**設問**.
**a)** 課題文によれば、蛍光イメージング手段を用いると、プロテアーゼを発現する標的組織を瞬時に視認できるのはなぜですか。1～3文で説明してください。
**b)** 課題文のうち、「かかる発光機構に従い、上記蛍」から「胞を標的とすることもできる。」までの部分を一字一句変えずに書き写してください。

**課題文**.
────────────────────────────────────────
かかる発光機構に従い、上記蛍光プローブを用いて、特定のプロテアーゼを発現している脳腫瘍を特異的に検出又は可視化することもできる
【0044】
具体的には、本発明の方法は、
A)上記の蛍光プローブと標的組織とを接触させる工程;及び、
B)前記標的組織において発現しているプロテアーゼと前記蛍光プローブとの反応による蛍光応答を観測する工程
を含むことを特徴とする。特定のプロテアーゼを発現している標的組織(或いは標的細胞)のみを特異的に蛍光シグナルとして検出又は可視化することができる。なお、本明細書において「検出」という用語は、定量、定性など種々の目的の測定を含めて最も広義に解釈されるべきである。
【0045】
上述のように、特定のプロテアーゼは、好ましくは、カルパイン1又はカテプシンDであることができる。ただし、これらに限定されるものではない。また、上記標的組織は、脳腫瘍組織である。脳腫瘍としては、膠芽腫や神経膠腫を挙げることができる。脳腫瘍組織中に存在する腫瘍細胞を標的とすることもできる。
【0046】
また、本発明の方法は、さらに蛍光イメージング手段を用いて前記蛍光応答を観測することを含むことができる。上記の蛍光応答を観測する手段は、広い測定波長を有する蛍光光度計を用いることができるが、前記蛍光応答を2次元画像として表示可能な蛍光イメージング手段を用いて可視化することもできる。蛍光イメージングの手段を用いることによって、蛍光応答を二次元で可視化できるため、上記プロテアーゼを発現する標的組織(又は細胞)を瞬時に視認することが可能となる。蛍光イメージング装置としては、当該技術分野において公知の装置を用いることができる。なお、場合によって、紫外可視吸光スペクトルの変化(例えば、特定の吸収波長における吸光度の変化)によって上記プロテアーゼと蛍光プローブの反応を検出することも可能である。
────────────────────────────────────────
**提供データ**.
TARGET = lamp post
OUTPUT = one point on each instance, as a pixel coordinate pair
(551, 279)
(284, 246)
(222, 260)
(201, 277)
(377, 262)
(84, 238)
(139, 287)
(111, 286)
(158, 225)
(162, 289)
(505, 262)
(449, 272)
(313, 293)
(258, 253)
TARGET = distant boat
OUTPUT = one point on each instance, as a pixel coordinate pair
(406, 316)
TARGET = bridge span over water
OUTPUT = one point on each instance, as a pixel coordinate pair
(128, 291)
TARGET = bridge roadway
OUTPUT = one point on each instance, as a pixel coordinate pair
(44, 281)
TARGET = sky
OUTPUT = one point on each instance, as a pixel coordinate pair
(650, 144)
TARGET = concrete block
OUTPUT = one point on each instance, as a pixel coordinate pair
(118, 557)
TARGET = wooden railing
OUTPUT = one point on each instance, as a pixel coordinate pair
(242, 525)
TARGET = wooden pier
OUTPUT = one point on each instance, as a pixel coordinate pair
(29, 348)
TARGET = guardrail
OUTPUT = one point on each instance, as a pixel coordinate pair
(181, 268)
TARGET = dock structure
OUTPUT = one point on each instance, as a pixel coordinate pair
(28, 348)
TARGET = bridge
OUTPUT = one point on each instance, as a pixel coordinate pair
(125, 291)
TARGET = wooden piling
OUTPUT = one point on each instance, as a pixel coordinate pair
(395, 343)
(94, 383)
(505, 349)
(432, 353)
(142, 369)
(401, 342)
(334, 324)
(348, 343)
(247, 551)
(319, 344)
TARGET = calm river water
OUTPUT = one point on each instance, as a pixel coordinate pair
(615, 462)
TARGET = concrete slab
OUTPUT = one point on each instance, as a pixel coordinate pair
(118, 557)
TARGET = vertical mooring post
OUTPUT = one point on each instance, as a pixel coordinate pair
────────────────────────────────────────
**解答**.
**a)** 蛍光イメージング手段を用いると、蛍光応答を二次元で可視化できるためです。そのため、上記プロテアーゼを発現する標的組織(又は細胞)を瞬時に視認することが可能となります。

**b)**
かかる発光機構に従い、上記蛍光プローブを用いて、特定のプロテアーゼを発現している脳腫瘍を特異的に検出又は可視化することもできる
【0044】
具体的には、本発明の方法は、
A)上記の蛍光プローブと標的組織とを接触させる工程;及び、
B)前記標的組織において発現しているプロテアーゼと前記蛍光プローブとの反応による蛍光応答を観測する工程
を含むことを特徴とする。特定のプロテアーゼを発現している標的組織(或いは標的細胞)のみを特異的に蛍光シグナルとして検出又は可視化することができる。なお、本明細書において「検出」という用語は、定量、定性など種々の目的の測定を含めて最も広義に解釈されるべきである。
【0045】
上述のように、特定のプロテアーゼは、好ましくは、カルパイン1又はカテプシンDであることができる。ただし、これらに限定されるものではない。また、上記標的組織は、脳腫瘍組織である。脳腫瘍としては、膠芽腫や神経膠腫を挙げることができる。脳腫瘍組織中に存在する腫瘍細胞を標的とすることもできる。